▶ **Saved entries**:
──────────────────────────────
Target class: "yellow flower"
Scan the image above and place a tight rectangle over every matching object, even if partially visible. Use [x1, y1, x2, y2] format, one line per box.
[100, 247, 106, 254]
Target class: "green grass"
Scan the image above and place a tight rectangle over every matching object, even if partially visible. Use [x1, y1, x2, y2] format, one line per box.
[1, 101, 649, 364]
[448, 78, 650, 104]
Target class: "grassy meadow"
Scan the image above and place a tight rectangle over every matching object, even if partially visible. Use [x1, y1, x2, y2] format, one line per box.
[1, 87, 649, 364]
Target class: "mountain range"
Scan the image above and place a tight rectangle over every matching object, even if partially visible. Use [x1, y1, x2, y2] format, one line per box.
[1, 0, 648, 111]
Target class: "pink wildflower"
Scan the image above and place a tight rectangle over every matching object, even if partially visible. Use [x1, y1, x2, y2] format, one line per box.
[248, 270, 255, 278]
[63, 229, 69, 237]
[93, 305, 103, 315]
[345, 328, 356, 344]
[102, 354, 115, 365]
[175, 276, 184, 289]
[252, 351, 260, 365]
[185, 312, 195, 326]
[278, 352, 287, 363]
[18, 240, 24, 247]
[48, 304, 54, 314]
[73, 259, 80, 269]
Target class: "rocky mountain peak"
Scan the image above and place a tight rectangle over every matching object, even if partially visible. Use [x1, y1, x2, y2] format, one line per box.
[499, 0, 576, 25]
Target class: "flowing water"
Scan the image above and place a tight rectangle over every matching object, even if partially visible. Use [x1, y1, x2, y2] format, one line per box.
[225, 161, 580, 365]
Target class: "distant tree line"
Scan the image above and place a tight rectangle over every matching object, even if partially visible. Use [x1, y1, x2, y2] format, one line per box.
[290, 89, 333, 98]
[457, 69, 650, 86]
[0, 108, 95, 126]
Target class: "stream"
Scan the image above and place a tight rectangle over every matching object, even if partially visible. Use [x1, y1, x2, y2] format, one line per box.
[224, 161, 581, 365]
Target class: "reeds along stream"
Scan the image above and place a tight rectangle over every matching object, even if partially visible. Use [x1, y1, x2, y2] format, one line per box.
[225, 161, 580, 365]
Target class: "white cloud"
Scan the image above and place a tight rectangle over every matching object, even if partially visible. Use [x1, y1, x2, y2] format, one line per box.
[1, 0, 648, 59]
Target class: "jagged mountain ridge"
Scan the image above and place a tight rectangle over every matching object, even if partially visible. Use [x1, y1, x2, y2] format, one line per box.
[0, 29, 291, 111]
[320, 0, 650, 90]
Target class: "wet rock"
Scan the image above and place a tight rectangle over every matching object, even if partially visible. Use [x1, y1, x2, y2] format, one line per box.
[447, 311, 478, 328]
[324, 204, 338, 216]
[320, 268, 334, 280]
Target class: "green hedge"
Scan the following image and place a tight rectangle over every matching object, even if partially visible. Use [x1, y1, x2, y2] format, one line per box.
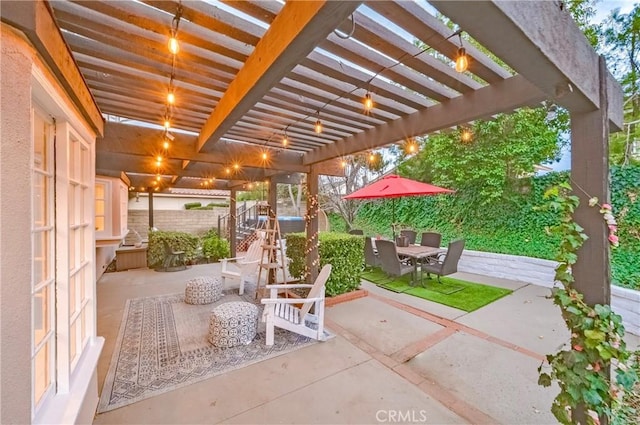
──────────────────────────────
For every entry above, write it out exactly and remove any image.

▶ **Exercise response**:
Target class: "yellow flower"
Scan the image above and place a tight rectangle over every matching object, even if partially visible. Use [x1, y1, x2, y2] format, one line per box.
[100, 247, 106, 254]
Target class: "green grass"
Scan the image above and place a tight rectangle over every matching object, even if partially visible. Use [x1, y1, x2, y2] format, one line per box.
[1, 101, 649, 364]
[448, 78, 650, 104]
Target class: "grassy meadow"
Scan the image above and place a tight rectangle over every matching object, even if partially visible. Use [x1, y1, x2, y2] format, one line per box.
[1, 87, 649, 364]
Target class: "mountain range"
Scan the image above and place a tight rectangle over every matching object, even if partially visible. Use [x1, y1, x2, y2] format, one line per box.
[1, 0, 648, 111]
Target class: "pink wildflower"
Scan the image above and place a tight rectangle over every matching object, even if partially visible. Use [x1, y1, x2, y2] format, one line per box.
[248, 270, 255, 278]
[63, 229, 69, 237]
[93, 305, 103, 315]
[345, 328, 356, 344]
[102, 354, 115, 365]
[175, 276, 184, 289]
[252, 351, 260, 365]
[185, 312, 195, 326]
[278, 352, 287, 363]
[18, 240, 24, 247]
[48, 304, 54, 314]
[73, 259, 80, 269]
Target class: "rocky mountain peak"
Scan the image above and place a tight rectangle over every matching object, even if partially visible. Use [x1, y1, x2, y2] format, one line per box.
[499, 0, 576, 25]
Target class: "flowing water"
Scan the image above and place a tight rectangle over every matching object, even if partially visible. Use [x1, y1, x2, y2] format, one line per box.
[225, 161, 580, 365]
Target class: "distant tree line"
Scan the image above and place a tight rectangle over every matching object, even if partially visible. Use [x1, y1, x2, y2] format, one line per box.
[290, 89, 333, 98]
[457, 69, 650, 86]
[0, 108, 95, 126]
Target class: "stream"
Scan the image above and place a tight rectangle over every matching object, even if partially visible. Use [x1, y1, x2, y2] format, one line per box.
[224, 161, 581, 365]
Target class: "reeds along stream"
Scan the image above and place a tight rectangle over every matching object, even if partially visible. Use [x1, y1, x2, y2] format, one line per box.
[225, 161, 580, 365]
Target class: "white cloud"
Scan the image above and place a tight rectangle over every matching object, even if partially visible. Use [x1, y1, x2, y2] format, one line per box.
[1, 0, 648, 59]
Target class: "jagged mountain ridge"
Scan the image above and place a tight rectangle over every matching object, even if partially visible. Use [x1, y1, x2, y2] format, one line per box.
[0, 29, 291, 111]
[320, 0, 650, 90]
Target class: "wet rock"
Scan the image above and place a tight rectangle over every matching object, even if partially visible. Use [x1, y1, x2, y2] format, one line per box.
[447, 311, 478, 328]
[324, 204, 338, 216]
[320, 268, 334, 280]
Target class: "green hedge"
Scan the following image and place a tight rectangle over every matching object, even if partially visible. Use [x1, y1, x2, y2] format, one line per box.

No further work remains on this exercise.